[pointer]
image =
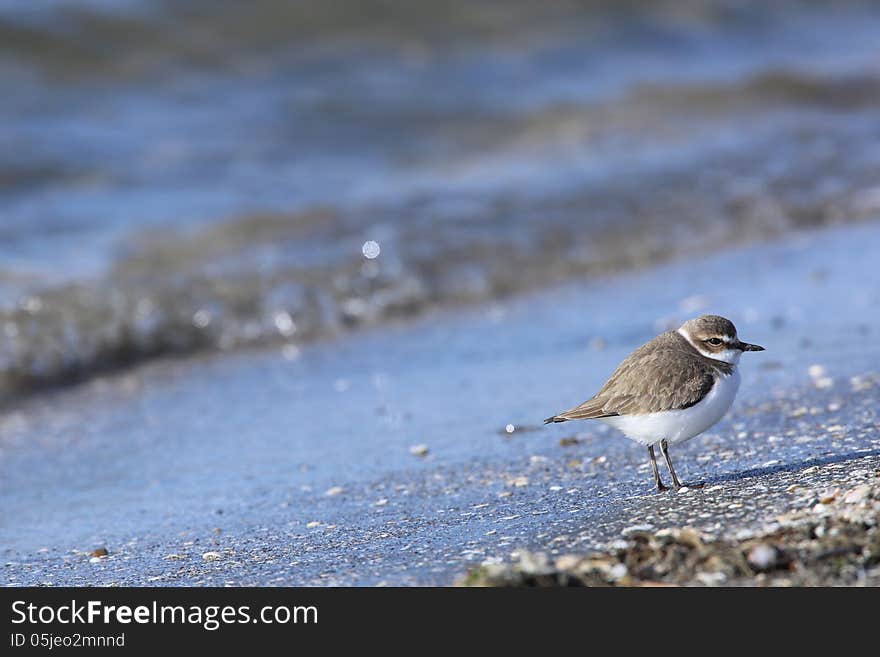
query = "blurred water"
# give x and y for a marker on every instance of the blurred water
(187, 175)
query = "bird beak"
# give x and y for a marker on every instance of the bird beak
(745, 346)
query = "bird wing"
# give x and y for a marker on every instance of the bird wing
(655, 377)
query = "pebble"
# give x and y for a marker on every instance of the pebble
(634, 529)
(763, 557)
(618, 571)
(857, 494)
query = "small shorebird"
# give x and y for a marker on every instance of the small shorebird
(670, 389)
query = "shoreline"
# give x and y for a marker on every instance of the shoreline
(301, 471)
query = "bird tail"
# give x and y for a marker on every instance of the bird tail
(589, 410)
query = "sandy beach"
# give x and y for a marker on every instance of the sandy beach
(413, 454)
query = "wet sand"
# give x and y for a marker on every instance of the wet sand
(283, 467)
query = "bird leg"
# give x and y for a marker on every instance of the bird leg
(660, 486)
(664, 447)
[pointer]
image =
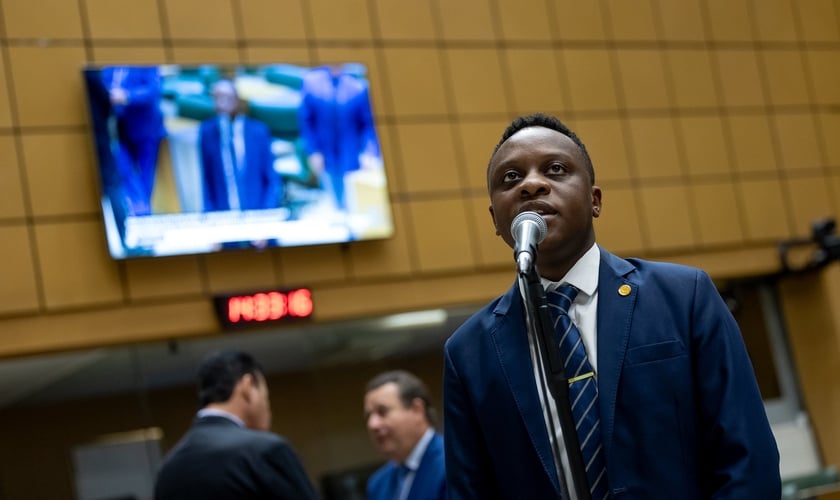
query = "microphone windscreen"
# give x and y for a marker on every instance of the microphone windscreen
(529, 218)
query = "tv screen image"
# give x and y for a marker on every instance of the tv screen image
(198, 159)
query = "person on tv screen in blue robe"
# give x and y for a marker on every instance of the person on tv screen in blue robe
(336, 125)
(136, 128)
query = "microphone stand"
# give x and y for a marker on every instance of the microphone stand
(541, 332)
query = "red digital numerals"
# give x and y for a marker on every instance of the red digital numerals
(269, 306)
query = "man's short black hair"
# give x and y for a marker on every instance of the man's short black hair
(221, 371)
(409, 388)
(546, 121)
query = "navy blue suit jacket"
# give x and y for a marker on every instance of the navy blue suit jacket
(259, 184)
(429, 482)
(681, 414)
(218, 459)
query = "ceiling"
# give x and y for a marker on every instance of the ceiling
(112, 370)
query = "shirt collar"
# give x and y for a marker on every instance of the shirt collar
(583, 275)
(413, 460)
(213, 412)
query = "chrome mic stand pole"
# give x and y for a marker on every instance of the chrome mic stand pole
(541, 331)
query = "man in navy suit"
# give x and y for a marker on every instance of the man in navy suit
(228, 452)
(336, 125)
(400, 421)
(236, 157)
(681, 415)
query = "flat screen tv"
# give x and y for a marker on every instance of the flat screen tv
(198, 159)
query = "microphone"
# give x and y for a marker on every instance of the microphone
(528, 230)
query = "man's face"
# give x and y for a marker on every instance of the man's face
(394, 429)
(542, 170)
(225, 98)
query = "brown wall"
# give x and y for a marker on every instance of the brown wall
(814, 336)
(712, 126)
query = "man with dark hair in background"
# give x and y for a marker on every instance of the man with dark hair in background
(236, 158)
(401, 423)
(666, 403)
(228, 452)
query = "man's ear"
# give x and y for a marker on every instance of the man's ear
(244, 386)
(493, 216)
(418, 405)
(596, 201)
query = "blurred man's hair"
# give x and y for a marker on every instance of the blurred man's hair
(221, 371)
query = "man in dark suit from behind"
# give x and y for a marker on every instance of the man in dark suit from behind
(228, 452)
(400, 419)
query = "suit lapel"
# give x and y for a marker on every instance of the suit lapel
(423, 478)
(616, 300)
(510, 335)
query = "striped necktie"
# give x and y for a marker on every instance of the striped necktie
(583, 390)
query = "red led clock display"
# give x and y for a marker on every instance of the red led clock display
(264, 307)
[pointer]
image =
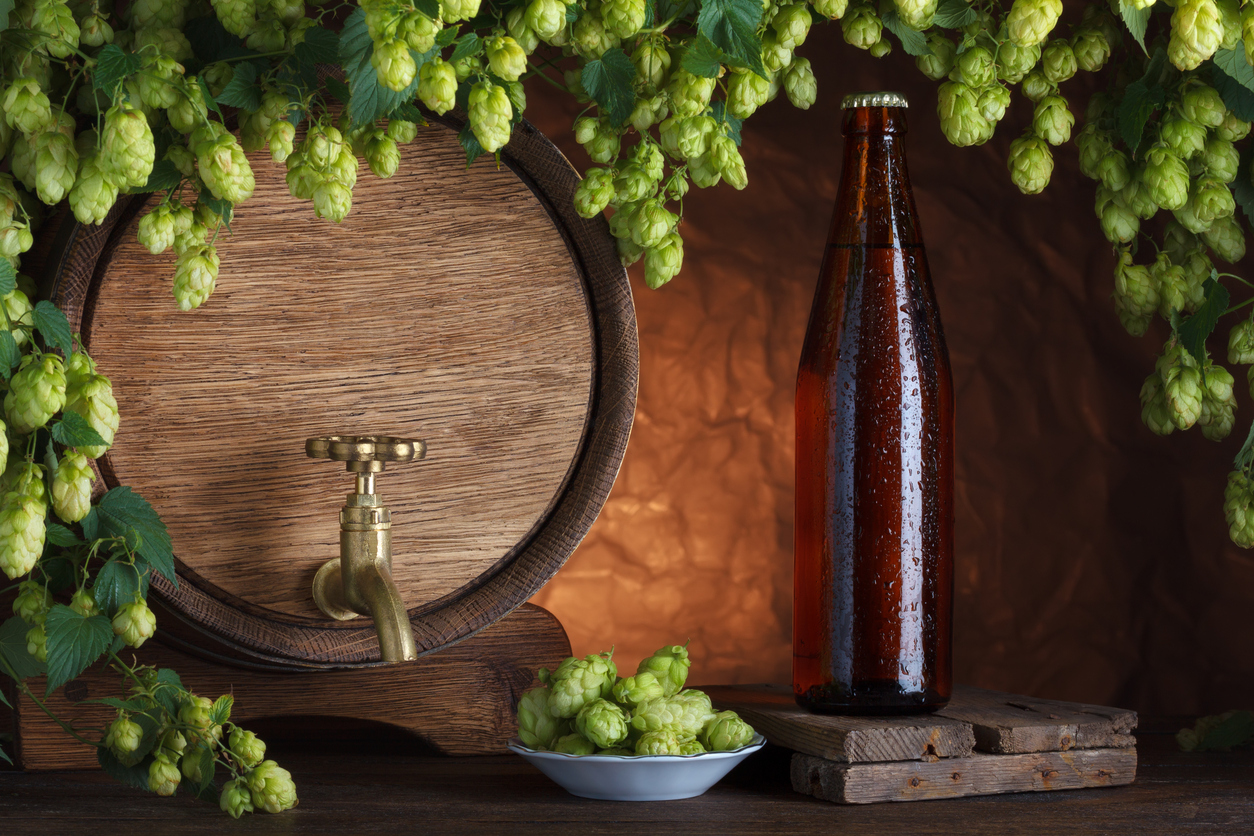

§ §

Count the lines in the items above that contain the string "pole", treating uppercase and lowercase as different. Reply with the number only.

2